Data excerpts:
▬▬▬▬▬▬▬▬▬▬
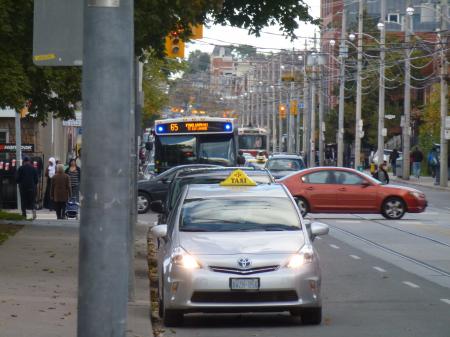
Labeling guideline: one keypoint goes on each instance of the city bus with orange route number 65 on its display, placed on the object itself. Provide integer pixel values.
(195, 140)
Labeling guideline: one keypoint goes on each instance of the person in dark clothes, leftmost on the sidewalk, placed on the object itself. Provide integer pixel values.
(27, 179)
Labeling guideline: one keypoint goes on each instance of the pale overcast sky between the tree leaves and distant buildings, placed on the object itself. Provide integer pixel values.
(271, 36)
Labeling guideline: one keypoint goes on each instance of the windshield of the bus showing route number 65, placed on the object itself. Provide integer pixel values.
(190, 149)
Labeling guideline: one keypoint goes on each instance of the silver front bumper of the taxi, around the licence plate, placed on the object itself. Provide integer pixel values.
(205, 290)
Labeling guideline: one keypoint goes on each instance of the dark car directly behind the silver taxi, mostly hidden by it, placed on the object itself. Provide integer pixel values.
(203, 176)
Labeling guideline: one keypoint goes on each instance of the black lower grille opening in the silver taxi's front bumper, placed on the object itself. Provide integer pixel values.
(243, 296)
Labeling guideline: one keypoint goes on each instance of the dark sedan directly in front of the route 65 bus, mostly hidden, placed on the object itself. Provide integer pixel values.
(156, 187)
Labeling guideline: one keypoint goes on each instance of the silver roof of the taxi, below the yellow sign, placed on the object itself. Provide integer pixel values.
(217, 191)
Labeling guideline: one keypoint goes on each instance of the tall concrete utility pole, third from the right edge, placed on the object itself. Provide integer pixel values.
(381, 88)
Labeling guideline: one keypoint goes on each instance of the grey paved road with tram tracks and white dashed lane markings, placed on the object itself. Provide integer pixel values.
(380, 278)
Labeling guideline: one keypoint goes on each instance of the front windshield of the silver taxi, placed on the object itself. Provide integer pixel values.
(239, 215)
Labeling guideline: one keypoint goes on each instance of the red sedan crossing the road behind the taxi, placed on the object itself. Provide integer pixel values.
(344, 190)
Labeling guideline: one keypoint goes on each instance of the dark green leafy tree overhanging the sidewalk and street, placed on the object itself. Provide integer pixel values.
(56, 90)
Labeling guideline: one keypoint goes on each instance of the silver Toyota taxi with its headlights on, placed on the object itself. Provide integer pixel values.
(238, 249)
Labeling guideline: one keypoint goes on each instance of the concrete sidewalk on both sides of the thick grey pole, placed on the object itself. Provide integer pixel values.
(38, 283)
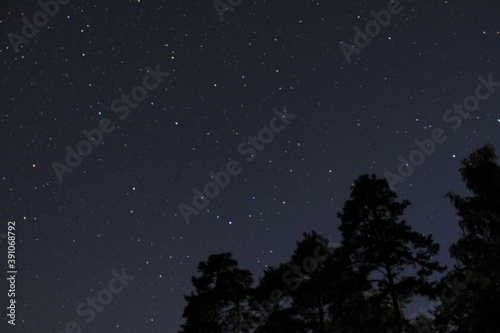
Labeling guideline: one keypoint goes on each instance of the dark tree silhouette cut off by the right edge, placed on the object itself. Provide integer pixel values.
(471, 291)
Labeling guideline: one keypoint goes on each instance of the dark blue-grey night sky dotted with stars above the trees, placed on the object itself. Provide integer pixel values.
(212, 84)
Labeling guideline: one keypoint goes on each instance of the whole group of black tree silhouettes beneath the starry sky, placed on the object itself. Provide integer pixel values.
(365, 283)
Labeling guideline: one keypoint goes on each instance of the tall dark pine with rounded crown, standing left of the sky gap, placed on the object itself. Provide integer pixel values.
(381, 244)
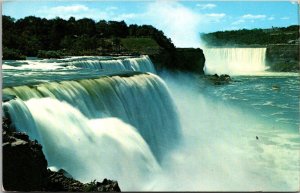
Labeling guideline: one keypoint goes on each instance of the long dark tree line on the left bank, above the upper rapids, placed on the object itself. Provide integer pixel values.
(33, 36)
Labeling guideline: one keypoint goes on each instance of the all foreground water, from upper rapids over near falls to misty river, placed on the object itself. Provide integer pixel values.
(179, 133)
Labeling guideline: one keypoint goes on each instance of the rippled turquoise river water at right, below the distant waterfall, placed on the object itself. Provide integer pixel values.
(273, 98)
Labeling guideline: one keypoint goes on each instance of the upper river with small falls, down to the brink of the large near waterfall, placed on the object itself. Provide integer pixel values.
(73, 68)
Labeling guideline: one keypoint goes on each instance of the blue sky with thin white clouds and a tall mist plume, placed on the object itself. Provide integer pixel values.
(182, 21)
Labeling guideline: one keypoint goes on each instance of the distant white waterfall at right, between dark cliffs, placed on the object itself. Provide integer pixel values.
(234, 61)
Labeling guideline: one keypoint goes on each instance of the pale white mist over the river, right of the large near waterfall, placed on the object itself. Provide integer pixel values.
(219, 150)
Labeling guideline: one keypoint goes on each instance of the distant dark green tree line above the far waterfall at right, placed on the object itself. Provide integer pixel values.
(284, 35)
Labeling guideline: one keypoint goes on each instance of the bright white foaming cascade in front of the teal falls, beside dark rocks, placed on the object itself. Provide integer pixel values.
(87, 148)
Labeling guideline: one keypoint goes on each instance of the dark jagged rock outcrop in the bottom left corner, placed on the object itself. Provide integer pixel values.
(25, 168)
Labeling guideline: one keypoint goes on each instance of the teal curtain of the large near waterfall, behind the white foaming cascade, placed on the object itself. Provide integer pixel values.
(142, 101)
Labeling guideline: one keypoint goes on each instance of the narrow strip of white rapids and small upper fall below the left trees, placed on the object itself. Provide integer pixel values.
(105, 64)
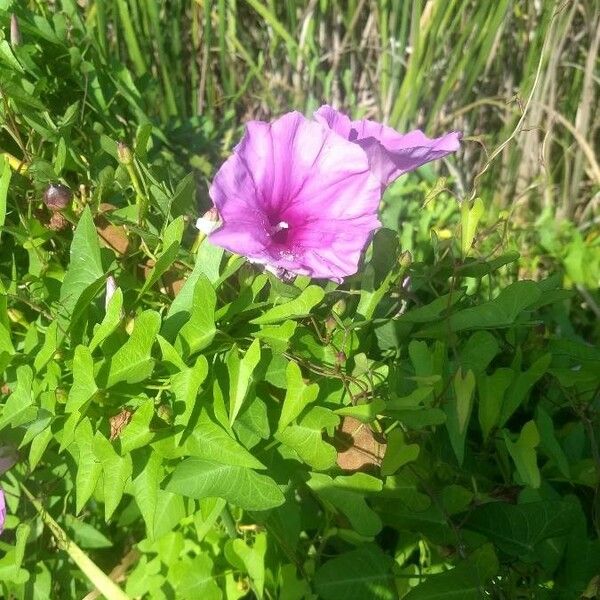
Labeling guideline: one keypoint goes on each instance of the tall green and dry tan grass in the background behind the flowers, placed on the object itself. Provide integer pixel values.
(523, 71)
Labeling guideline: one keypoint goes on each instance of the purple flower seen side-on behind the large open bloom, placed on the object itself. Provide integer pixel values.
(390, 153)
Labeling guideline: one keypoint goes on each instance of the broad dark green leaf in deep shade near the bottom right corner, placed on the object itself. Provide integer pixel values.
(517, 529)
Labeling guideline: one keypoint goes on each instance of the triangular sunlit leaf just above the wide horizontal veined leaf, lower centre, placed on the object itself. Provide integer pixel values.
(209, 440)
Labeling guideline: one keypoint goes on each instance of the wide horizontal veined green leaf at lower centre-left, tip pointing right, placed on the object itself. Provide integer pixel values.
(199, 478)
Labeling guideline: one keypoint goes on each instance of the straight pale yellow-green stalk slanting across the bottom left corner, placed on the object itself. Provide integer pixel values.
(97, 577)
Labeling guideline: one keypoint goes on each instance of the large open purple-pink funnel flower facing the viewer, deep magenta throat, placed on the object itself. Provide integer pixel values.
(297, 197)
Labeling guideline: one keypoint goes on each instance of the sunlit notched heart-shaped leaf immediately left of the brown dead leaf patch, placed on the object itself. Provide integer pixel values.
(307, 441)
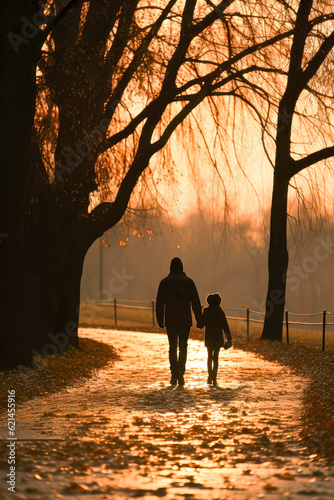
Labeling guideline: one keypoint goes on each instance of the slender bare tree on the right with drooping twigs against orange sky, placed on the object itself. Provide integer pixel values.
(292, 88)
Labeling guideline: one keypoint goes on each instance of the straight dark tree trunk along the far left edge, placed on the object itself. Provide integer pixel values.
(17, 103)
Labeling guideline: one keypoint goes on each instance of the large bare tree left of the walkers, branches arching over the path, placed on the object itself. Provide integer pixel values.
(96, 63)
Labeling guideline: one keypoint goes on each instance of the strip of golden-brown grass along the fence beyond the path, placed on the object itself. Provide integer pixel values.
▬▬▬▬▬▬▬▬▬▬
# YOUR GOAL
Reproduce without change every line of the entries above, from the one containing "of the slender" through the last.

# COMPLETED EXERCISE
Labeling guideline: one keypoint goes on each instance of the slender bare tree on the right with drooping twigs against orange sky, placed on the object itself. Provide integer pixel values.
(292, 88)
Labeling guideline: one keypoint goes on each instance of the straight dark tree trunk along the far left edge, placed on the object itself. Provide integer pixel values.
(17, 103)
Labeling guideline: one keypoint goes on each instance of the large bare tree left of the walkers, branches arching over the path, placed on the object itself. Provide integer pixel values.
(96, 63)
Labeling guideline: one keypoint goes on each instance of the strip of golden-brown grass along the fence beyond the path, placed on the object itself. Provide integer pixel values.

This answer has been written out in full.